__Requirement__. Word for word, restate every line of the listing that follows.

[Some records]

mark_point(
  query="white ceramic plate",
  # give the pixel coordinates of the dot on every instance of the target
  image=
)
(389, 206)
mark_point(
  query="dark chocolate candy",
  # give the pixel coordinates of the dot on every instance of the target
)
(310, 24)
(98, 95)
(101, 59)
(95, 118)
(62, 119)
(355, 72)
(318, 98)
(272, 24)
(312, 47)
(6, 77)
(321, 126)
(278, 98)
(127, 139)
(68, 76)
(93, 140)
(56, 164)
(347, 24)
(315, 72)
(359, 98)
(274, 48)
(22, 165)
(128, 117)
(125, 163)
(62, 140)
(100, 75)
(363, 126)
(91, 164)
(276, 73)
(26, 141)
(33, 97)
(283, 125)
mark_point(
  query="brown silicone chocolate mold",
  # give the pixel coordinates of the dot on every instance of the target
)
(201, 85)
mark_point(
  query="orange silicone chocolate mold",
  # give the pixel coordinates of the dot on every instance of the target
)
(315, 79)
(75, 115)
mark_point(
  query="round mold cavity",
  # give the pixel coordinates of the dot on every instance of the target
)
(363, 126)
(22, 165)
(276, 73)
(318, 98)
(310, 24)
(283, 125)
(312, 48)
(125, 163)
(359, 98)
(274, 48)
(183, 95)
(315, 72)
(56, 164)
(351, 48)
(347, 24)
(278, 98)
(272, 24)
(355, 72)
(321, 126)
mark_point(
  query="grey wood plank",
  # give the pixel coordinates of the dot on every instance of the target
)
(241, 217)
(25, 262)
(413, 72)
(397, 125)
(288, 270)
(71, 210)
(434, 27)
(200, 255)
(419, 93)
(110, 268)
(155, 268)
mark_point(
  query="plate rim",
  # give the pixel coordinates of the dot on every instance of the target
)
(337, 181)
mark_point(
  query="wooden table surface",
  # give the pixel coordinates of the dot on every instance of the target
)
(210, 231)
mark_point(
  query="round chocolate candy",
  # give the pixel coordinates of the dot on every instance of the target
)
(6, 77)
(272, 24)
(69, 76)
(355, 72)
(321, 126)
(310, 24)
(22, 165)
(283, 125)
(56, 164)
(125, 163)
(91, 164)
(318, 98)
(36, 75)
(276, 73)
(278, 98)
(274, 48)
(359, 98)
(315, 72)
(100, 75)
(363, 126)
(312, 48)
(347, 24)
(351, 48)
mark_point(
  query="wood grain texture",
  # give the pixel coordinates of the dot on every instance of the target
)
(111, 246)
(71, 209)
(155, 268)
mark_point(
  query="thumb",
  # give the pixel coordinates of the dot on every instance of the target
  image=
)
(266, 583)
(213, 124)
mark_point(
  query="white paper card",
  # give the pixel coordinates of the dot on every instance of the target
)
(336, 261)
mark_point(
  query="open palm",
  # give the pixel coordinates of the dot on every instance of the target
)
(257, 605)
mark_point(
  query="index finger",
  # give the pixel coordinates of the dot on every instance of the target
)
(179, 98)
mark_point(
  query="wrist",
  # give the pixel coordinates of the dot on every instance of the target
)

__Output for this task__.
mark_point(
  query="white ceramic plate",
  # give the pixel coordinates of the dot on every instance of the target
  image=
)
(389, 206)
mark_point(
  query="dark chocolate candy",
  # give the pixel coordinates of the dot on every instance of the target
)
(310, 24)
(98, 95)
(101, 59)
(95, 118)
(62, 119)
(355, 72)
(318, 98)
(272, 24)
(312, 47)
(6, 77)
(321, 126)
(278, 98)
(127, 139)
(68, 76)
(93, 140)
(56, 164)
(347, 24)
(315, 72)
(359, 98)
(274, 48)
(22, 165)
(128, 117)
(125, 163)
(62, 140)
(100, 75)
(363, 126)
(91, 164)
(276, 73)
(26, 141)
(33, 97)
(283, 125)
mark_point(
  query="brown silicone chocolate mold",
  # give the pixel coordinates of the dot on every instance of the target
)
(201, 85)
mark_point(
  query="orange silicone chocolate mold",
  # give the pixel coordinates of the dot on every instance of the target
)
(315, 79)
(75, 115)
mark_point(
  query="round mold cavity",
  # give the pixel coordinates of the dot on every instance of the target
)
(363, 126)
(22, 165)
(276, 73)
(318, 98)
(310, 24)
(283, 125)
(312, 48)
(125, 163)
(359, 98)
(274, 48)
(183, 95)
(315, 72)
(56, 164)
(351, 48)
(347, 24)
(278, 98)
(272, 24)
(355, 72)
(321, 126)
mark_point(
  query="grey wood plank",
  # give the pixel coordinates of the dot on every instance of the target
)
(241, 217)
(25, 262)
(413, 72)
(397, 125)
(288, 270)
(71, 210)
(434, 27)
(200, 255)
(419, 93)
(110, 268)
(155, 268)
mark_point(
  query="plate rim",
  # give the pixel coordinates of the dot on every instance of the target
)
(337, 181)
mark_point(
  query="wooden table surface",
  # give the pixel coordinates of the dot on every instance of the target
)
(210, 231)
mark_point(
  query="round chocolate candy",
  # give the pixel coordinates of the dot on every instance of the target
)
(6, 77)
(272, 24)
(69, 76)
(355, 72)
(321, 126)
(310, 24)
(22, 165)
(283, 125)
(56, 164)
(125, 163)
(91, 164)
(318, 98)
(36, 75)
(276, 73)
(278, 98)
(274, 48)
(359, 98)
(315, 72)
(100, 75)
(363, 126)
(312, 48)
(347, 24)
(351, 48)
mark_point(
  query="wood grain texture",
  # give the pixel coordinates of the dot on every instance of the target
)
(111, 246)
(71, 209)
(155, 268)
mark_point(
  query="thumb",
  # give the pixel coordinates of the dot on every instance of the target
  image=
)
(266, 583)
(213, 124)
mark_point(
  query="white paper card",
  # give the pixel coordinates of the dot on every instance of the target
)
(336, 261)
mark_point(
  query="open palm",
  # give the pixel coordinates of the dot on every instance of the target
)
(257, 605)
mark_point(
  query="index finger",
  # give the pixel coordinates of the dot on every instance of the target
)
(179, 98)
mark_point(
  query="wrist",
  # give the pixel coordinates of the dot on every instance of the target
)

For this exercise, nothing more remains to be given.